AUFGABEN:
• A. Beantworte anhand des Auszugs zur Waffendebatte knapp:
(i) Welche Rolle soll China nach dem Willen Russlands übernehmen?
(ii) In welchem Land war Blinken am Mittwoch zu Besuch?
(iii) Woran hat die US-Regierung laut Blinken ihre Unterstützung für die Ukraine seit Kriegsbeginn angepasst?
• B. Führe den Auszug über Blinken und die Waffendebatte im Anschluss an seinen letzten Satz um einige Sätze weiter.

AUSGEWÄHLTER AUSZUG:
* * * * * * * * *

In die Debatte um den Einsatz westlicher Waffen durch die Ukraine auf russischem Boden kommt Bewegung. Russland will China als Friedensvermittler.

US-Außenminister Antony Blinken in Moldau Foto: Vadim Ghirda/ap/dpa

Blinken für Flexibilität in der Waffendebatte

In der Debatte um den Einsatz westlicher Waffen durch die Ukraine gegen militärische Ziele in Russland hat US-Außenminister Antony Blinken Flexibilität angedeutet. Seit Beginn des Krieges habe die US-Regierung ihre Unterstützung für die Ukraine an die sich verändernden Bedingungen angepasst, sagte Blinken am Mittwoch während eines Besuchs im kleinen Nachbarland Moldau. Und er sei „zuversichtlich, dass wir das auch weiterhin tun werden“.

* * * * * * * * *

Einträge im Datensatz

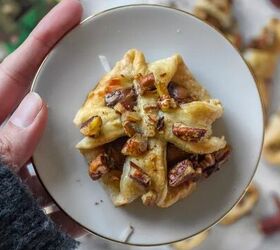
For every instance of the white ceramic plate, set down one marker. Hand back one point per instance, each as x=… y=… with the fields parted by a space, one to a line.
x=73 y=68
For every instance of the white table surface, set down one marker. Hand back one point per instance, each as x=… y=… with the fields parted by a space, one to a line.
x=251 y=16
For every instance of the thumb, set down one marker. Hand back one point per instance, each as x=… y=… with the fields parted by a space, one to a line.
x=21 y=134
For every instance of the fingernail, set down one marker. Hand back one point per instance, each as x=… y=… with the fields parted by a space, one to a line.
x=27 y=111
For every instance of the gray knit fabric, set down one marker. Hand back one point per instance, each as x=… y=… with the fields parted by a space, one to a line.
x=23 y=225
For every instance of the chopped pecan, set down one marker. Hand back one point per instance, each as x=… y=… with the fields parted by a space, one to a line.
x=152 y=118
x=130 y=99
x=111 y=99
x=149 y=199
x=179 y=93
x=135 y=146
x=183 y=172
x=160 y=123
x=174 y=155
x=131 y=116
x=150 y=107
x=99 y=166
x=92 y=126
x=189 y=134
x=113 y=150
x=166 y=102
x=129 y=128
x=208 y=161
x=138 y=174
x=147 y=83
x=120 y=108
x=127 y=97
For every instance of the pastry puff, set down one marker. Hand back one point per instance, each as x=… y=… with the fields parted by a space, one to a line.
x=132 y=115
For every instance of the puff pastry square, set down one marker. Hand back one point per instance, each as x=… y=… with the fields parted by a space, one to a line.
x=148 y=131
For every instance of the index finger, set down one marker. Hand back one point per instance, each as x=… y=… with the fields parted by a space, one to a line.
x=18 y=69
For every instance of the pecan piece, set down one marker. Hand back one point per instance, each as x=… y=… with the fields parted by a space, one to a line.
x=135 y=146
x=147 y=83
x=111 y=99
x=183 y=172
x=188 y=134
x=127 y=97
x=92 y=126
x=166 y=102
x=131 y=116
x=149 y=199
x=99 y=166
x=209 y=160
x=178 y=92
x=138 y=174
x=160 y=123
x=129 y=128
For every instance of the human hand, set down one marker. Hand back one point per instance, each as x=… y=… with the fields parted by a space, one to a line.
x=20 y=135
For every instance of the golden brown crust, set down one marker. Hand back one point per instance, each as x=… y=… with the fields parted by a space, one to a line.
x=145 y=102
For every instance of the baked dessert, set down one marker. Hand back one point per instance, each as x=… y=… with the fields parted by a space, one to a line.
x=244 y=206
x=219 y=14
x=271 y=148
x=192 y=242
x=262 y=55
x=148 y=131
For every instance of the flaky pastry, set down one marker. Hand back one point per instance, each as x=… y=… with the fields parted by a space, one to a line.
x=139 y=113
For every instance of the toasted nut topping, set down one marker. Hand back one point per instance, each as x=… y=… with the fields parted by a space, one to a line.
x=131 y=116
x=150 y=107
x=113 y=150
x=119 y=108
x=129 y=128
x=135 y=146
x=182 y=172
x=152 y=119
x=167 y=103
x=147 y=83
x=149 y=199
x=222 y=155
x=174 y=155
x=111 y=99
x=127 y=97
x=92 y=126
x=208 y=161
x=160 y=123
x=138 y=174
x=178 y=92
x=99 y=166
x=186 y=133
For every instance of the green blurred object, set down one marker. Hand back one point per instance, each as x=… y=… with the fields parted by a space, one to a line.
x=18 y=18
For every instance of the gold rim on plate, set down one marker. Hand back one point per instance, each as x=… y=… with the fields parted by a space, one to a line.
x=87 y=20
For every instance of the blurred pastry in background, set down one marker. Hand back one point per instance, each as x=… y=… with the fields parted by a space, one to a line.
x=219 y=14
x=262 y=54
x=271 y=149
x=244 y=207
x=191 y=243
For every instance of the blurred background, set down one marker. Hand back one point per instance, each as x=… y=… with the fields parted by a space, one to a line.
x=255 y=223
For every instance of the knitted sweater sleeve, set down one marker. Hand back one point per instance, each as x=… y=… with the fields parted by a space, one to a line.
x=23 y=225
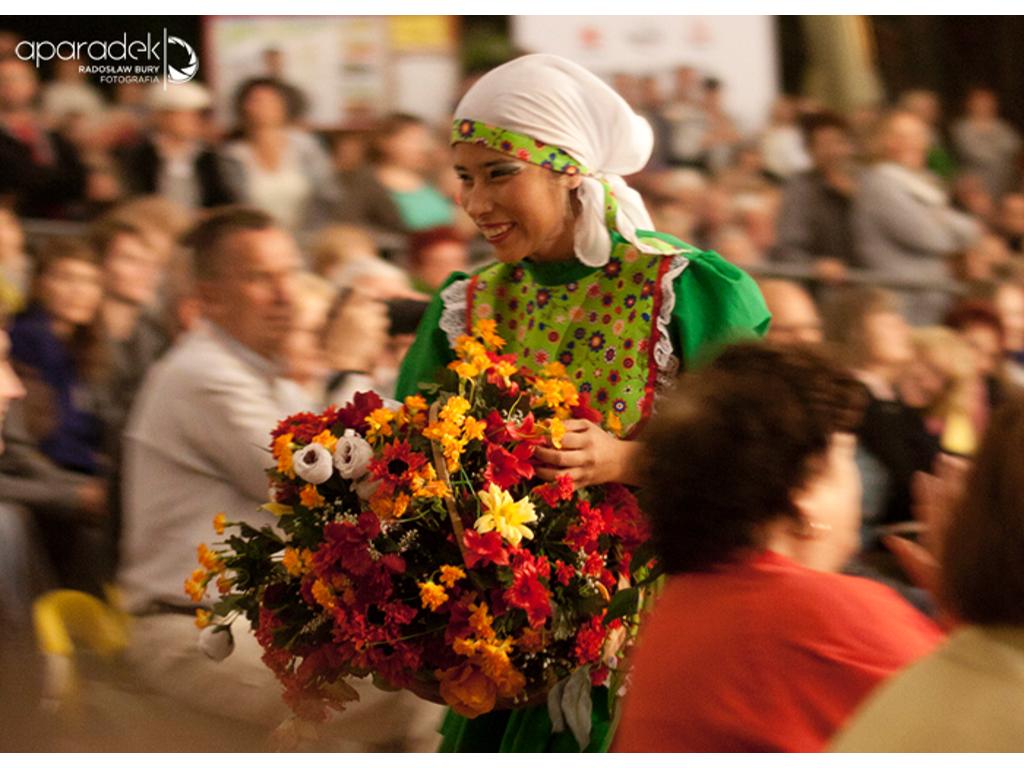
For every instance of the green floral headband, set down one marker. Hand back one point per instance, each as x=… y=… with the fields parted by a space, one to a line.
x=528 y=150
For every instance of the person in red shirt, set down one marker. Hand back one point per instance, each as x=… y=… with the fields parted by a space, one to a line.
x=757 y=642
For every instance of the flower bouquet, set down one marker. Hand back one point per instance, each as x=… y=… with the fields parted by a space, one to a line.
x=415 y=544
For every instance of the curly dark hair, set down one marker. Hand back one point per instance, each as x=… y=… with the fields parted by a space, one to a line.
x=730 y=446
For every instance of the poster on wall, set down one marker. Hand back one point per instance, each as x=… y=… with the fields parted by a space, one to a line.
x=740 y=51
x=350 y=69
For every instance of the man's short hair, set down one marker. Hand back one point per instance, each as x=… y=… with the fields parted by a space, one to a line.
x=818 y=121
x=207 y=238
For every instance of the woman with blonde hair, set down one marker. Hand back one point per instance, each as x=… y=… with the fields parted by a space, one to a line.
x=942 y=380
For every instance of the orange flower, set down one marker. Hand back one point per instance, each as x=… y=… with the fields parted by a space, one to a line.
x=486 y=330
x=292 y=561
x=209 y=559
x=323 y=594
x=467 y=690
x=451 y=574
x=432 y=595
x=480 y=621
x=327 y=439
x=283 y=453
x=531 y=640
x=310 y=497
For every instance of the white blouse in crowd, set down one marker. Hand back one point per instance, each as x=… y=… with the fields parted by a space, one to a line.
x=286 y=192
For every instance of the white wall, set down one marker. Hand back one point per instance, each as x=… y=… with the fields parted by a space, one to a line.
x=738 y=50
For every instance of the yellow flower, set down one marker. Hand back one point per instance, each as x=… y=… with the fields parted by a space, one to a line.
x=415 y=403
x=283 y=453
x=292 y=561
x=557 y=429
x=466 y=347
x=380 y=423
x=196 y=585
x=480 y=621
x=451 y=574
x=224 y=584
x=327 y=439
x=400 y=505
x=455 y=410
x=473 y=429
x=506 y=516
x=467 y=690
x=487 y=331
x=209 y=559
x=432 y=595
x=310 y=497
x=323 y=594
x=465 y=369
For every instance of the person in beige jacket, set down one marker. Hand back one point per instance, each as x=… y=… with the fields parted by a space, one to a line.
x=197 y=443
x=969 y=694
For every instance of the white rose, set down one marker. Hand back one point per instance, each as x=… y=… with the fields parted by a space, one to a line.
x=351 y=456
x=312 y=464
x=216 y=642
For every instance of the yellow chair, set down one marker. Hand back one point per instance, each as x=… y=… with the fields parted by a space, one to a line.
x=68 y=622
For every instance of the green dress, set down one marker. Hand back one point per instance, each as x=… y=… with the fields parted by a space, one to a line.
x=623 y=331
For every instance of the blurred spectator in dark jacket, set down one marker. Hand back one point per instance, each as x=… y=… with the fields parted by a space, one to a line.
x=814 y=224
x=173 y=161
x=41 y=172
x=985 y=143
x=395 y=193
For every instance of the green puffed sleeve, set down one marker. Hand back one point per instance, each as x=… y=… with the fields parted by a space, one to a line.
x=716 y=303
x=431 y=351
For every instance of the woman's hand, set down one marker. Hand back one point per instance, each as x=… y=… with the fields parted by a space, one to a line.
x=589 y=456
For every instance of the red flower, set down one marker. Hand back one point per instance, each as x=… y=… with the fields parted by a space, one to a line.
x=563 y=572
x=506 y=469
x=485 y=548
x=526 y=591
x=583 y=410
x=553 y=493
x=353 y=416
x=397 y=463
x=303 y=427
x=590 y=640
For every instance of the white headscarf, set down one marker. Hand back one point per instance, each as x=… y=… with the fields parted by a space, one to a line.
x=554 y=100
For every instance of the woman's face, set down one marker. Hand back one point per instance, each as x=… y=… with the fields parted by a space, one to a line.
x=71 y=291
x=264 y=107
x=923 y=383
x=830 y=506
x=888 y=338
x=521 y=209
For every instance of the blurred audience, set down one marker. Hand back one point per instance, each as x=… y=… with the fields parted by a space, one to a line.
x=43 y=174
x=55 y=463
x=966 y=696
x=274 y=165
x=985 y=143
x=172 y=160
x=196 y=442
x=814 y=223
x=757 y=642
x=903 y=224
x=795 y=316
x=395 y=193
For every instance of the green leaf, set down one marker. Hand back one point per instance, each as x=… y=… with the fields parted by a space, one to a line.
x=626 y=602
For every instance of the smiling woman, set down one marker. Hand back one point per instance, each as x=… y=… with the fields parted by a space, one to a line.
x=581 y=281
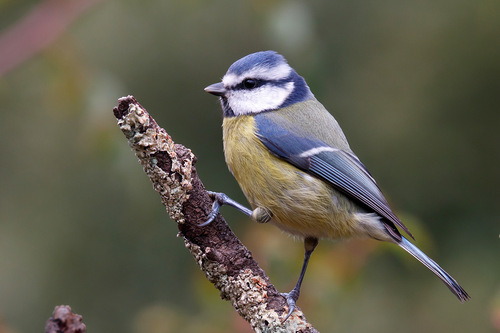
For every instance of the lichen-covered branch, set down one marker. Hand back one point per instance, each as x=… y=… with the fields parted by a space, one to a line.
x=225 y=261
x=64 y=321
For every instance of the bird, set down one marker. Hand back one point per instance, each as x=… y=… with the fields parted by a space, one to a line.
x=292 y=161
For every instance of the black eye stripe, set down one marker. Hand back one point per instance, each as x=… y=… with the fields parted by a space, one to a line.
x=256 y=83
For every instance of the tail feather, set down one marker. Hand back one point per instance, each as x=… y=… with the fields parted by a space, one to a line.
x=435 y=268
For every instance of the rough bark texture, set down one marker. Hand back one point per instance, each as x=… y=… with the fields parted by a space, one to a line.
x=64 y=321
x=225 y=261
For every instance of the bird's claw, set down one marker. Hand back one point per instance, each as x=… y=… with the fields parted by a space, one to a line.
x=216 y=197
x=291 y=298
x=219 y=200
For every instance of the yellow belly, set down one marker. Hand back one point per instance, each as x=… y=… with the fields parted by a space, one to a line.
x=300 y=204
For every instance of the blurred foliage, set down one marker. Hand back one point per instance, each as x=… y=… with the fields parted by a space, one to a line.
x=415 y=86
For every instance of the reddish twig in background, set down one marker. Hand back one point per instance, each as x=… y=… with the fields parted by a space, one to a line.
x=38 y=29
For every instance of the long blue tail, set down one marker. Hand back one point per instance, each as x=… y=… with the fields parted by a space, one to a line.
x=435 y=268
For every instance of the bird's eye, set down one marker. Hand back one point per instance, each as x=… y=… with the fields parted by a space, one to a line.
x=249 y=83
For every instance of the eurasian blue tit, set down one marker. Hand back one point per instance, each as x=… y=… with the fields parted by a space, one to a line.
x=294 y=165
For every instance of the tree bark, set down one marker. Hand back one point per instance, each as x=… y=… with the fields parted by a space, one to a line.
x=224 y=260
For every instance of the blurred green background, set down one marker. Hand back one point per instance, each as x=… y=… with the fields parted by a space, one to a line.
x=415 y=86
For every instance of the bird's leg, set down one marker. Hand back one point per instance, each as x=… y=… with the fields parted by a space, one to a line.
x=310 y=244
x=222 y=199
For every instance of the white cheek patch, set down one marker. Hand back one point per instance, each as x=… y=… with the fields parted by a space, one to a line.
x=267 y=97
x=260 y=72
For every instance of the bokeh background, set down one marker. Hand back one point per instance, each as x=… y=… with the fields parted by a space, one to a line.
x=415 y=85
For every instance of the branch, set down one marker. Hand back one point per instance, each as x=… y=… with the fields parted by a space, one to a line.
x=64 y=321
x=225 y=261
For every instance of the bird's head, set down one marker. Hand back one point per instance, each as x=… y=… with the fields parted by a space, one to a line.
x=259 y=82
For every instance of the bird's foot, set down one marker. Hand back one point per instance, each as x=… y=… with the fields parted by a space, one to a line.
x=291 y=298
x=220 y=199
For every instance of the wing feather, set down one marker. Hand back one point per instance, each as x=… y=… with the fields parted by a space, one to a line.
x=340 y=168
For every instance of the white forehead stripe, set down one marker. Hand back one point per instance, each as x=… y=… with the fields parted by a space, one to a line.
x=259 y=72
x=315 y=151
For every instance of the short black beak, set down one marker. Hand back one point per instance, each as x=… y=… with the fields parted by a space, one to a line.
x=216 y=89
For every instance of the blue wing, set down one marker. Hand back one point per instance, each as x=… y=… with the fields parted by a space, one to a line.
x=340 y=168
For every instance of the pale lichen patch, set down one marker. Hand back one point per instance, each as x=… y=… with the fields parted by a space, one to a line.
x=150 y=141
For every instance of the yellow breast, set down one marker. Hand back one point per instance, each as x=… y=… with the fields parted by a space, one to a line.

* * * * * * * * *

ERGEBNISSE:
• A.
(i) Die eines Friedensvermittlers.
(ii) In Moldau.
(iii) An die sich verändernden Bedingungen.

• B.
Blinken war bei einer Pressekonferenz mit Moldaus Präsidentin Maia Sandu in der Hauptstadt Chisinau von einem Journalisten gefragt worden, ob US-Präsident Joe Biden zu einer Aufhebung der bestehenden Einschränkungen bewegt werden könne. Blinken entgegnete, die US-Regierung habe Angriffe mit US-Waffen auf Ziele außerhalb der Ukraine weder ermöglicht noch dazu ermutigt. Die Ukraine müsse selbst entscheiden, wie sie sich am besten verteidigen könne. „Wir werden dafür sorgen, dass sie die dafür notwendige Ausrüstung erhält.“

Wörtlich betonte Blinken, ein Kennzeichen der US-amerikanischen Unterstützung für die Ukraine in den mehr als zwei Jahren seit Kriegsbeginn sei es stets gewesen, „sich anzupassen, wenn die Bedingungen sich verändern, wenn das Schlachtfeld sich ändert, wenn Russland sein Handeln verändert (…). Wir haben uns ebenfalls daran angepasst und verändert, und ich bin zuversichtlich, dass wir das auch weiterhin tun werden.“

Frankreichs Präsident Emmanuel Macron hatte am Dienstag deutlich gemacht, der Ukraine erlauben zu wollen, militärische Stellungen auf russischem Territorium auch mit westlichen Waffen anzugreifen. Zuletzt hatte auch Nato-Generalsekretär Jens Stoltenberg Druck gemacht, bestehende Beschränkungen in dieser Frage aufzuheben.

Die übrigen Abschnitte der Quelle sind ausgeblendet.